■ TEXT FOR ANALYSIS:
Story Created:
May 7, 2007 at 10:09 PM EDT
Story Updated:
Apr 25, 2008 at 7:53 AM EDT
(WSBT) The family of the man who shot and killed a South Bend police officer says he never should have been able to buy the gun he used. They're pleading for a solution that would keep guns out of the hands of the mentally ill.
45-year old Scott Barnaby shot Patrolman Michael Norby and killed Corporal Nick Polizzotto on April 24th at the Wooden Indian Motel. Barnaby was also killed in the shoot out.
Chris Barnaby says his brother had been mentally ill since he was a teenager, but he wasn't diagnosed with paranoid schizophrenia until his early thirties. Even so, his brother says that should have been enough to keep him from getting a gun.
"I was the only one who could really talk to him," Barnaby said in an exclusive interview with WSBT. "I hadn't seen him for 2-3 years, and I tried to make contact with him on the Tuesday before Easter. It didn't go well. He didn't want to see me or be in contact with us or the family. And that was pretty much the last time I saw him."
And like many of the other times, Chris says he thinks Scott was on drugs.

■ WORK TO BE COMPLETED:
According to the news story above, at what age was Scott Barnaby diagnosed with paranoid schizophrenia?

(Stored dataset items)
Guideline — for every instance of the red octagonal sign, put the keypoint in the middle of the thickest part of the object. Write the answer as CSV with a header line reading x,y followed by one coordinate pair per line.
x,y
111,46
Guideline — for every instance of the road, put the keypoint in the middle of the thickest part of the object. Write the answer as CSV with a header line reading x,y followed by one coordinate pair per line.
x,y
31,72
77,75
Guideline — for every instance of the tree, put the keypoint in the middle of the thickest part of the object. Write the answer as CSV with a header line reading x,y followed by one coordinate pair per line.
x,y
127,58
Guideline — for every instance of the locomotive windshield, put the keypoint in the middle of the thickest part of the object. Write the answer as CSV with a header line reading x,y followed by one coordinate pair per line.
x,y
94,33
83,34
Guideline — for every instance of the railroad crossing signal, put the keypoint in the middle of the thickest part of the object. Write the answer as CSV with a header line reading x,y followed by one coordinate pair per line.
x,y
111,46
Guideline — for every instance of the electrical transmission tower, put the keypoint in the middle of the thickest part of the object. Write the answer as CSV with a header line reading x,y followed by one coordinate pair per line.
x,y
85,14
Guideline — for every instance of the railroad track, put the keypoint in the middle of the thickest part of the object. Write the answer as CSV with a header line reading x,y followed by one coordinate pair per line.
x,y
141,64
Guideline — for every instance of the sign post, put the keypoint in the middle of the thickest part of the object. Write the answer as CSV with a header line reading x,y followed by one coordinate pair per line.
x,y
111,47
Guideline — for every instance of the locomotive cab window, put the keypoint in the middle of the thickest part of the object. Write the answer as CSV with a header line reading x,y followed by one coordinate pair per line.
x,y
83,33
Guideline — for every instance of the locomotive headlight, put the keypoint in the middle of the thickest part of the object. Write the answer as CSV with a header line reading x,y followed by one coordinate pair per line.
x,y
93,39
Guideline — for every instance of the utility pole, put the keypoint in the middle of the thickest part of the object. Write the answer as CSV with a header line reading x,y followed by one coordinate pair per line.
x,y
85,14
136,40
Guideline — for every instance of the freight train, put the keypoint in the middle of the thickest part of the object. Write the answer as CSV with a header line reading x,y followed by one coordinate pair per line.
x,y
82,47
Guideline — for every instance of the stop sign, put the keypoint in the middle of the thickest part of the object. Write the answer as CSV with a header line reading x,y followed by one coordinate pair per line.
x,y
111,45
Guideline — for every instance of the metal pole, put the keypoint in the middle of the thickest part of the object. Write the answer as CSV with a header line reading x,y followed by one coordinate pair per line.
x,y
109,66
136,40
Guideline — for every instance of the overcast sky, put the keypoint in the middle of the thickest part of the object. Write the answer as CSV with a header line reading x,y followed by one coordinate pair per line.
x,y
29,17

■ SOLUTION TO THE PROBLEM:
In his early thirties.